Supplied records:
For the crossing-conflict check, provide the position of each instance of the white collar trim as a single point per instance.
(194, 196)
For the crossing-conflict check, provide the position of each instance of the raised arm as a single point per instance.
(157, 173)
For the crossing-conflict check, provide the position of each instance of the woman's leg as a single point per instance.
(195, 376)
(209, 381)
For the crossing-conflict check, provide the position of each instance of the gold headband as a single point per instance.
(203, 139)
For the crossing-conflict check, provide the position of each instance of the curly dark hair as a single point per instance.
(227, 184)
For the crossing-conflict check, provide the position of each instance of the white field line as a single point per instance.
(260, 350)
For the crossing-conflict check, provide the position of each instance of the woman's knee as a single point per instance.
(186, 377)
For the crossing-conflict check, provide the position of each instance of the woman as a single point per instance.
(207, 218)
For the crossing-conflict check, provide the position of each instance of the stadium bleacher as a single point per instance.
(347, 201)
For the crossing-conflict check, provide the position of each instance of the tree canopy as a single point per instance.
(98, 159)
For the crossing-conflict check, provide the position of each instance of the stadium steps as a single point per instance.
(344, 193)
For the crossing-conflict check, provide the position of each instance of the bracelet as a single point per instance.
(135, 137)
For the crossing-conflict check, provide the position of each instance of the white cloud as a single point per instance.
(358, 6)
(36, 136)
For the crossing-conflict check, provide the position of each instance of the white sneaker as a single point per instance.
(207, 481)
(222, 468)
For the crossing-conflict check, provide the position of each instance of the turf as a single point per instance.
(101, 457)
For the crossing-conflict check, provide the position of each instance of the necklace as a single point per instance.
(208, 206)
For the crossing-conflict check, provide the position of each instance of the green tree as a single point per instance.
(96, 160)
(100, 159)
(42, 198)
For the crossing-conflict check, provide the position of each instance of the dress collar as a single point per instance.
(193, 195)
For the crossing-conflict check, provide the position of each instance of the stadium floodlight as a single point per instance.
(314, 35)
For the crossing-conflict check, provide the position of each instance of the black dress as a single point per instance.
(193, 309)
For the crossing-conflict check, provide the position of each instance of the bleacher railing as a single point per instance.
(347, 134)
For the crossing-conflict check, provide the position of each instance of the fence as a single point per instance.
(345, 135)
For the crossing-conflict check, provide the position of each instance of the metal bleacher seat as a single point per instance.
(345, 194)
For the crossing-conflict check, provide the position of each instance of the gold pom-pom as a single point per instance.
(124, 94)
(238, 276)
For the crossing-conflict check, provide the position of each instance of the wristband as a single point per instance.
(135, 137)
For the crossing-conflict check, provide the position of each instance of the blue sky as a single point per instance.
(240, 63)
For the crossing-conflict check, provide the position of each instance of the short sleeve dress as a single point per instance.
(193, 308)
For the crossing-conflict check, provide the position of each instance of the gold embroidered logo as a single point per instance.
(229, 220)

What is required:
Rewrite all of the lines above with "crossing-conflict check" switched to "overlap check" wherever it occurs, keeping everything else the same.

Solution to this exercise:
For the overlap check, provide the position of each instance of the white collar trim as a single point per instance.
(194, 196)
For the overlap check, provide the position of each instance of the raised arm as a single point per instance.
(157, 173)
For the overlap check, provide the position of each instance of the woman's leg as a single point per instance.
(195, 376)
(209, 381)
For the overlap check, provide the position of each instance of the gold headband as a single point per instance.
(203, 139)
For the overlap check, provide the position of each instance of the curly dark hair as a single point per instance.
(227, 184)
For the overlap check, provide the position of each instance of the white field line as a single point per instance.
(260, 350)
For the overlap check, provide the position of each instance of the woman's knee as a single point per instance.
(186, 377)
For the overlap check, provide the position of each instance of the woman as a single point per instance.
(207, 218)
For the overlap check, provide the position of each instance of the stadium bleacher as a single point per instance.
(347, 201)
For the overlap check, provide the position of each instance of the tree canopy as a single point per instance.
(98, 159)
For the overlap check, provide the position of each instance of the stadium steps as a single point per instance.
(344, 193)
For the overlap check, provide the position of each instance of the bracelet as a single point per instance.
(135, 137)
For the overlap check, provide the position of each instance of the white cloud as a single point per instance.
(358, 6)
(36, 136)
For the overlap check, provide the position of each instance of the white sneaker as a single point per instance.
(207, 481)
(222, 468)
For the overlap check, provide the position of each instance of the turf as a single point per instance.
(101, 457)
For the overlap check, provide the position of each instance of the necklace as a single point per instance.
(208, 206)
For the overlap check, provide the position of each instance of the green tree as a single point per instance.
(96, 160)
(100, 159)
(42, 198)
For the overlap check, provide the position of each instance of the dress collar as a single point per instance.
(193, 195)
For the overlap check, provide the position of each instance of the stadium floodlight as a single point per instance.
(314, 35)
For the overlap check, provide the position of each instance of the black dress as a single point per instance.
(193, 309)
For the overlap check, provide the position of each instance of the bleacher railing as a single point per instance.
(347, 134)
For the overlap check, provide the position of each instance of the fence as a single point per instance.
(345, 135)
For the overlap check, provide the position of each instance of the metal bleacher seat as a single point per instance.
(345, 194)
For the overlap check, provide the position of each instance of the gold pom-pom as a single point per instance.
(124, 94)
(238, 276)
For the overlap check, provide the position of each instance of the wristband as a single point per instance.
(135, 137)
For the overlap check, provide the position of each instance of the blue sky as a single point per instance.
(240, 63)
For the overlap check, provide the position of each instance of the short sleeve dress as a single point per instance.
(193, 308)
For the overlap check, provide the position of each instance of the gold embroidered logo as a single point per instance.
(229, 220)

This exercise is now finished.